Consegna
Riscrivi la parte del brano che si apre con le parole contenenti "Carissimi fratelli nell’episcopato" e si chiude con "per ogni uomo.", cambiando "fraterno saluto" in "cordiale saluto".

Estratto della fonte
_ _ _

Carissimi fratelli nell’episcopato e nel sacerdozio di Cristo,
carissimi fedeli, a tutti voi il mio fraterno saluto in questo caro Santuario, testimone dell’Amore Misericordioso di Dio per ogni uomo.

Nel Vangelo che abbiamo ascoltato Gesù ci mostra il gusto per le fragilità umane, fissa quel giovane ricco nella sua debolezza e lo ama. Quanto è bello questo tratto umano e materno descritto dall’evangelista. Gesù non risponde, non spiega, non dimostra, ma esce da se stesso e con il silenzio, con lo sguardo, con il cuore annuncia il gusto per l’umano abitando le debolezze di quel tale, educandoci alla pazienza e all’attesa, trasfigurando se stesso e la persona che ha dinanzi. Dio ci fissa non per giudicarci ma per amarci, per farsi compagno di cammino con noi, per ascoltarci. A volte, forse, noi vorremmo che lui ci parli, ma spesso lui sceglie di porsi all’ascolto dei nostri sfoghi, vuole custodirci con il suo silenzio che è altra cosa dal mutismo. Dio in quel momento ci sta amando! Ed in questo mostra la sua forza! L’amore del Signore è grande e rispettoso: ci lascia liberi, anche di voltargli le spalle, di respingere il suo stesso amore.

E’ un dramma sempre presente nella storia dell’uomo: scegliere dove andare, che tipo di vita coltivare. Seguire il Signore o le ricche attrattive del mondo. La trasmissione della fede alle nuove generazioni è sempre stato un tema caro alla missione cristiana, ma oggi esso si è fatto drammaticamente urgente e decisivo. “L’esperienza quotidiana e le indagini sociologiche, pur offrendoci molteplici motivi di speranza, sono d’altra parte implacabili nel confermarci come la dimensione della fede sembra essere stata decisamente travolta dalla secolarizzazione” (Rel. Fragnelli).
Per le generazioni di oggi il tema religioso non è più al centro dei loro interessi, quando addirittura ne è completamente estraneo. Qualcosa si è non solo “inceppato” nella trasmissione della fede, anzi, radicalmente interrotto. Ciò è avvenuto sotto l’onda emotiva di un benessere diffuso, senza precedenti nella storia umana, ingigantito dalle possibilità offerte dalla tecnologia e abbinato alla convinzione che ognuno è artefice della felicità e della riuscita della propria vita. “La questione di fondo – è stato detto – è che il mondo giovanile non sente più il Vangelo come qualcosa che possa promuovere davvero la ricerca di senso né la sua stessa umanità”. Appare esserci oggi “una distanza siderale tra come si nasce, si cresce, si vive, e il Vangelo, che quando va bene è un testo antico”(Rel. Fragnelli).

_ _ _

Righe

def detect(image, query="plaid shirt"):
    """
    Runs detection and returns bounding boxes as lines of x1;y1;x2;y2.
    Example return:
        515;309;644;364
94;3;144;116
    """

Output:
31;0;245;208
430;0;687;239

_ _ _

Soluzione scritta
Carissimi fratelli nell’episcopato e nel sacerdozio di Cristo,
carissimi fedeli, a tutti voi il mio cordiale saluto in questo caro Santuario, testimone dell’Amore Misericordioso di Dio per ogni uomo.